> WORK TO DO
Extract every one of the lines below that contains the string "door", treating uppercase and lowercase letters as different.

> GIVEN DATA
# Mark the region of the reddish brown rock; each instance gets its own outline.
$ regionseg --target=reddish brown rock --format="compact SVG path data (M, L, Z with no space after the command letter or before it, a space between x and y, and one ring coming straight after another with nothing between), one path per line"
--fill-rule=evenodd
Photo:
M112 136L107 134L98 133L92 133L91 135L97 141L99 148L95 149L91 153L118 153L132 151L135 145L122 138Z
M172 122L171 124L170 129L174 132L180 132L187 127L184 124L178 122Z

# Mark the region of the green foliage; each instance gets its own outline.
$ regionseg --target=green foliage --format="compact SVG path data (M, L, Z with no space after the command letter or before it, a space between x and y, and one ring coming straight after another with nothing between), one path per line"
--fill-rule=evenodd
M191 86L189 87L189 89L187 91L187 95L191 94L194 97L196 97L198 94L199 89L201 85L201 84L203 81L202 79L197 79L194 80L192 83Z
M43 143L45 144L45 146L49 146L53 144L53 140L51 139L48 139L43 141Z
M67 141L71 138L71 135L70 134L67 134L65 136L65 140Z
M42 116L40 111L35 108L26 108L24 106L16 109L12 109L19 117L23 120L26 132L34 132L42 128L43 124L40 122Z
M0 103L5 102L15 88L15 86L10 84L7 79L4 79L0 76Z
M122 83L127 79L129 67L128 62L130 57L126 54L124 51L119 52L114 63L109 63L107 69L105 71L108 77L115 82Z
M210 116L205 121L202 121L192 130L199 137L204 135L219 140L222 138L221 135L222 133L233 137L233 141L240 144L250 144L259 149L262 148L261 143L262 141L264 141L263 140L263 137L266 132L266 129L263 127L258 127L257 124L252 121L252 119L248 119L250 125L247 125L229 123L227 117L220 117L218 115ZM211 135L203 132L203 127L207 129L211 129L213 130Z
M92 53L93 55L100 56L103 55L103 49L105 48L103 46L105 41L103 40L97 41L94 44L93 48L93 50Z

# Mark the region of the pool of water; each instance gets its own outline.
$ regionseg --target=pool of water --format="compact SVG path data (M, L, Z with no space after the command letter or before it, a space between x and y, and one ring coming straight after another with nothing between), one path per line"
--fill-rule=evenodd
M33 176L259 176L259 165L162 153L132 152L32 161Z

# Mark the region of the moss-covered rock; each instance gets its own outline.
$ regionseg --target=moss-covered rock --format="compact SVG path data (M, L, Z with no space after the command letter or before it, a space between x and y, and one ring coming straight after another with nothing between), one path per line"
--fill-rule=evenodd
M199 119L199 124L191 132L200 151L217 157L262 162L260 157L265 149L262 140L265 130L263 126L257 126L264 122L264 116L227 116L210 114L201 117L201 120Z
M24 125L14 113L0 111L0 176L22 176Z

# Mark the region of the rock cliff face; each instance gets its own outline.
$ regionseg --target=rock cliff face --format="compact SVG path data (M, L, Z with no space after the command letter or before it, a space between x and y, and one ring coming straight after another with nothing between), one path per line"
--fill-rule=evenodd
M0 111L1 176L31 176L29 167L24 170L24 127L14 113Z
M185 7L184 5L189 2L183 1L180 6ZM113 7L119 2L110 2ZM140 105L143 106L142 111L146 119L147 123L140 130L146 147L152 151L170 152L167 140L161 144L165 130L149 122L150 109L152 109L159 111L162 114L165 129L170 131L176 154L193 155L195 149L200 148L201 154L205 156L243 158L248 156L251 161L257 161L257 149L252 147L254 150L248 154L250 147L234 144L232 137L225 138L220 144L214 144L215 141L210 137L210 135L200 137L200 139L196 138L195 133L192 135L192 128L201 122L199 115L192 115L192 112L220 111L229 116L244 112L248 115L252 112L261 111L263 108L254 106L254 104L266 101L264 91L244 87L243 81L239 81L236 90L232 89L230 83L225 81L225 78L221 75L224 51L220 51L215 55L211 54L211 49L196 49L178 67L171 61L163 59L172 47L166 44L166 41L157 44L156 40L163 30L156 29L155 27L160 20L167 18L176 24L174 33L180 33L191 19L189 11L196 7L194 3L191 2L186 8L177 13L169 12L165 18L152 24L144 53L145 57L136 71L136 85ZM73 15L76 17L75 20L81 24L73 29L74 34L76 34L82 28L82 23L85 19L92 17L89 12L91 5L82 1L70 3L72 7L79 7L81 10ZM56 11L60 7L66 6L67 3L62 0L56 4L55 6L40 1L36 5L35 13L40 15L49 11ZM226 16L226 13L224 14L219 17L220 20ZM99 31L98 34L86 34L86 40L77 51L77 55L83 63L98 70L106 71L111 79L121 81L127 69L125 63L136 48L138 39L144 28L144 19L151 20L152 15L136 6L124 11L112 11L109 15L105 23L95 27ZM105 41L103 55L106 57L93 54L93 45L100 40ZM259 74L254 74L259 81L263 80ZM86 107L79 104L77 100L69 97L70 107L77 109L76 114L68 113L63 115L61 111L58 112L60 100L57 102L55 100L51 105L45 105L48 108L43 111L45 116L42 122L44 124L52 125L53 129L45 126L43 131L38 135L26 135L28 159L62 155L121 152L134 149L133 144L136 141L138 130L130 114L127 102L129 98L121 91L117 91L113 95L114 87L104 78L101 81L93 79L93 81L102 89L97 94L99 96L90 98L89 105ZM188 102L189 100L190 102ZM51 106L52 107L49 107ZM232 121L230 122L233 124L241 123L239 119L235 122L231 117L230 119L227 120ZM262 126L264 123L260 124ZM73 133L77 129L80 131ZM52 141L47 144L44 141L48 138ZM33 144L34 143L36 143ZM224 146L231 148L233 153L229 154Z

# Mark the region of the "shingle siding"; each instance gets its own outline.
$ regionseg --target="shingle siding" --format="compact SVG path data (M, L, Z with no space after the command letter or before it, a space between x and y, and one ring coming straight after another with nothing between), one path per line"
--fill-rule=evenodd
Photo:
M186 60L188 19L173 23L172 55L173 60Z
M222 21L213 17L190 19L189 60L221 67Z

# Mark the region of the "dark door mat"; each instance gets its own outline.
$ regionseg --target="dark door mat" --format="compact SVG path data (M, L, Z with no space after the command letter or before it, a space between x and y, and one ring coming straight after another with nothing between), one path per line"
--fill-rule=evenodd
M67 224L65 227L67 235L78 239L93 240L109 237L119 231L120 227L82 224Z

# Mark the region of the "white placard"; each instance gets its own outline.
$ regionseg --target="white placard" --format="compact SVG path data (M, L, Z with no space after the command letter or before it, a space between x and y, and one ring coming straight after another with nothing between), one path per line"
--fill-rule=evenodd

> SOLVED PROBLEM
# Mark the region of the "dark door mat"; each instance gets its own outline.
$ regionseg --target="dark door mat" --format="compact SVG path data (M, L, Z with no space after the command letter or before it, a space between x and y, and one ring coming straight after another with nothing between), one path per line"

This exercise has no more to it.